Copy each line containing "this" from the listing below.

**** Source information ****

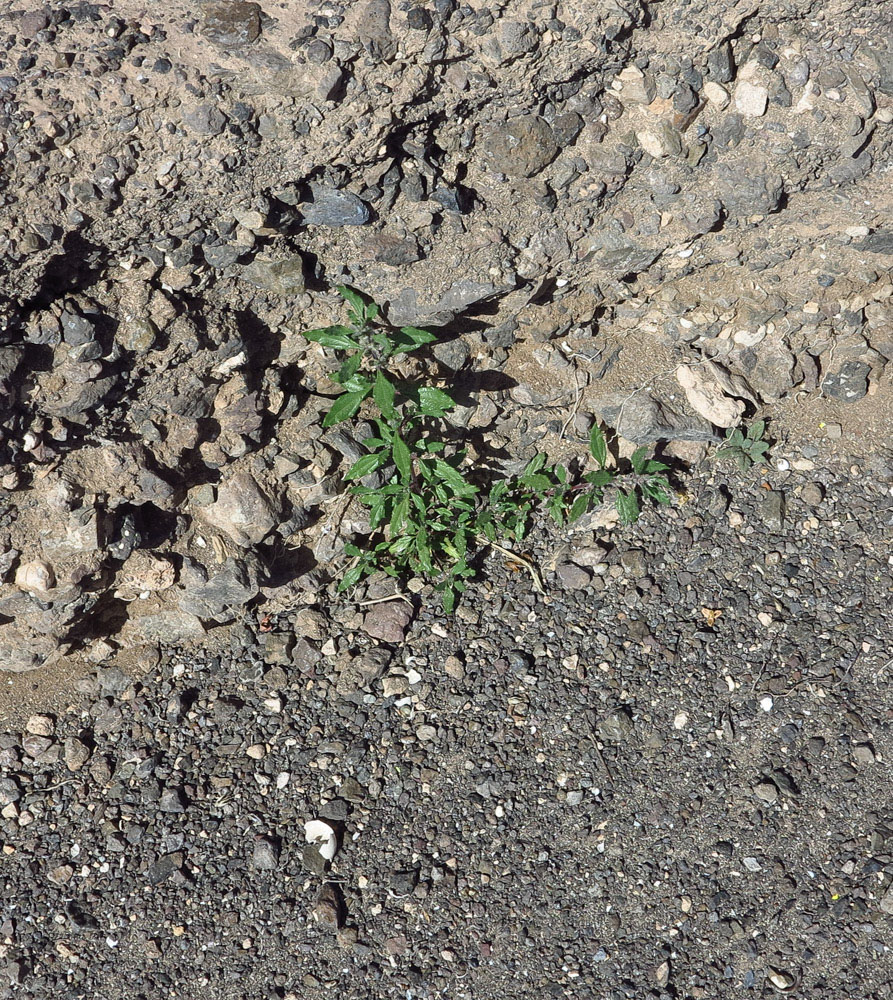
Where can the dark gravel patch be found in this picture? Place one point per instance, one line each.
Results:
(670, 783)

****
**** Source information ****

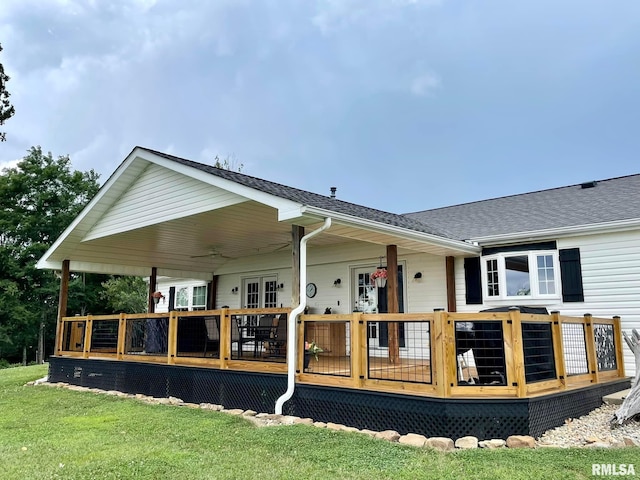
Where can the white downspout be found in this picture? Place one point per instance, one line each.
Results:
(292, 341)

****
**** Source information ****

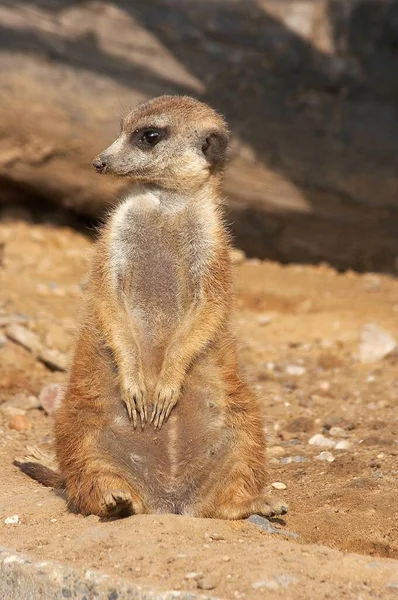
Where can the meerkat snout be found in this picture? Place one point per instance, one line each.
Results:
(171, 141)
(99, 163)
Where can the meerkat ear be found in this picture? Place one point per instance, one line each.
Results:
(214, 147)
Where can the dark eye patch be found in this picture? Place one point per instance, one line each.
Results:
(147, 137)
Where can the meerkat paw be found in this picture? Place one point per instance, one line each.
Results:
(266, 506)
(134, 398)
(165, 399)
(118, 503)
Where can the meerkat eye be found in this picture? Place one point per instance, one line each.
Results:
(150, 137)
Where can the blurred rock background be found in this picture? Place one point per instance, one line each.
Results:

****

§ Output:
Where can the dark gravel patch be found in this picture? Place one point per instance, one line each.
Where can the white downspout be found in this picture? Place one point per instance, one line each.
Where can the meerkat snout be found in this picture? Place one point per instance, one line each.
Where can the meerkat ear be found in this picture? Place one point per instance, one line each.
Where can the dark eye patch be found in this picture? Place one point per instance, one line each.
Where can the meerkat paw be found in this picture? Place one point per instance, one line each.
Where can the meerkat eye be found in this picture? Place one point per instance, one line each.
Where can the blurred rock background be found in this picture? Place one point per instance, one line each.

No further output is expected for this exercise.